──────── Input data

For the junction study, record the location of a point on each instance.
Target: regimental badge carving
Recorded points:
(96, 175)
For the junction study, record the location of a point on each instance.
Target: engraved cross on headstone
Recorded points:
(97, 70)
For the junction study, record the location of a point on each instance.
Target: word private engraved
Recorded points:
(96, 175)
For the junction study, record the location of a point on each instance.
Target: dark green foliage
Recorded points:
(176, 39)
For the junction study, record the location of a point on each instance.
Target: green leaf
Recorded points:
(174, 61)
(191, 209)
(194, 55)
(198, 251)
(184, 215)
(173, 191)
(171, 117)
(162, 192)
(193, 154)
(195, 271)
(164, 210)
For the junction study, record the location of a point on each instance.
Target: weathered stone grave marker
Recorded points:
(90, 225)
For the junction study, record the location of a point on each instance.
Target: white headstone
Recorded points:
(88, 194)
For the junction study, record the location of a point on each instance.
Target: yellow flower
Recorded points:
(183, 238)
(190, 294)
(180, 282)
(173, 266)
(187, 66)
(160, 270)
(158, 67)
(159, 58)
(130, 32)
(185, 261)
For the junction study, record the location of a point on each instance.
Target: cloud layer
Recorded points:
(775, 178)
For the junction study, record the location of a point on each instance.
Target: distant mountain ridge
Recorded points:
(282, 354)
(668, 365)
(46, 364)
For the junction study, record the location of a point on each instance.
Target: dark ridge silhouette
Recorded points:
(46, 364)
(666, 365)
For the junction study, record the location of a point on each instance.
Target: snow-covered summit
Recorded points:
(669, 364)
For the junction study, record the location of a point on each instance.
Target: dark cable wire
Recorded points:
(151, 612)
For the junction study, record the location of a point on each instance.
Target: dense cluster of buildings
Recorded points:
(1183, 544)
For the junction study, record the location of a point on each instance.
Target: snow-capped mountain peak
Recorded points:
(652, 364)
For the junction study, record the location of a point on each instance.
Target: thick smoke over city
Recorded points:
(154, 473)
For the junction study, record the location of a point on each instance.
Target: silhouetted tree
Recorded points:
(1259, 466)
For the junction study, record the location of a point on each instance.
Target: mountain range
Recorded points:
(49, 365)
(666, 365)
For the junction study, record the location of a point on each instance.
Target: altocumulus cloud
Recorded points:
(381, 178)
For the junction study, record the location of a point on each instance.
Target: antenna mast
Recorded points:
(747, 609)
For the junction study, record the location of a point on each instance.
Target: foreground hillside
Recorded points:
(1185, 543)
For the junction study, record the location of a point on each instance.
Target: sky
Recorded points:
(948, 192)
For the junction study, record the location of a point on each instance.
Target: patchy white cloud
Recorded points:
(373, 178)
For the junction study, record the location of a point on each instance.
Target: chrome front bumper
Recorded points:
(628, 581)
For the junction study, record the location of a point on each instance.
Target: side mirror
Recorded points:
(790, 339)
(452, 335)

────────────────

> **What to work on**
Every entry must be retyped in full, exactly as given.

> **Result below**
For the junction study, record the location of a point on each instance.
Target: regimental badge carving
Recorded points:
(96, 175)
For the junction study, record the location of a point on each instance.
Target: engraved cross on headstone
Recorded points:
(97, 70)
For the junction study, record the location of a point on each instance.
Target: word private engraved
Recorded points:
(96, 175)
For the junction study, record the location of a point on each instance.
Target: dark green foliage
Recorded points:
(176, 39)
For the junction study, record the location of a point on each instance.
Target: green leaf
Recorded points:
(174, 61)
(191, 209)
(194, 55)
(198, 251)
(184, 215)
(173, 191)
(171, 117)
(162, 192)
(193, 154)
(195, 271)
(164, 210)
For the junction study, record the location of a point on each instance.
Target: weathered stone grave marker
Recorded points:
(90, 225)
For the junction study, record the location of a point on each instance.
Target: white headstone
Recorded points:
(88, 194)
For the junction study, record the location of a point on each instance.
Target: yellow flower
Recorded points:
(183, 238)
(190, 294)
(180, 282)
(173, 266)
(187, 66)
(160, 270)
(158, 67)
(159, 58)
(130, 32)
(185, 261)
For the junction study, record the location of a point on each instance.
Target: cloud layer
Recorded points:
(775, 178)
For the junction study, record the location of a point on each instance.
Target: distant mountain ridge
Recorded points:
(282, 354)
(668, 365)
(46, 364)
For the junction study, record the location of a point on each instance.
Target: dark ridge silhouette
Recorded points:
(46, 364)
(666, 365)
For the junction study, record the location of a point on each instance.
Target: snow-covered summit
Recorded points:
(669, 364)
For the junction study, record the location of a point on each instance.
Target: dark cable wire
Recorded points:
(151, 612)
For the junction study, record the location of a point on each instance.
Target: dense cluster of buildings
Recorded points:
(1183, 544)
For the junction study, record the location of a point on each instance.
Target: snow-capped mountain peak
Recorded points:
(652, 364)
For the junction study, record the location of a point on each instance.
Target: thick smoke over city
Recorded points:
(154, 473)
For the junction study, record the location of a point on each instance.
Target: silhouetted tree
Recorded points:
(1259, 466)
For the junction study, record the location of a point on each instance.
Target: mountain range
Recorded points:
(49, 365)
(666, 365)
For the junction study, record the location of a point on each instance.
Target: altocumulus cloud
Recorded points:
(381, 178)
For the junction study, record the location of a point on each instance.
Target: antenna mast
Recorded points:
(747, 609)
For the junction study, record the location of a point on each instance.
Target: foreground hillside
Recorded points:
(1185, 543)
For the junction study, record the location of a point on each instance.
Target: sky
Recorded points:
(948, 192)
For the junction study, record the location of a point on each instance.
Target: patchy white cloud
Recorded points:
(373, 178)
For the junction study, record the location of a point on each instance.
Target: chrome front bumper
Recorded points:
(628, 581)
For the junction study, record the location of a point on each instance.
Target: side mirror
Recorded points:
(790, 339)
(452, 335)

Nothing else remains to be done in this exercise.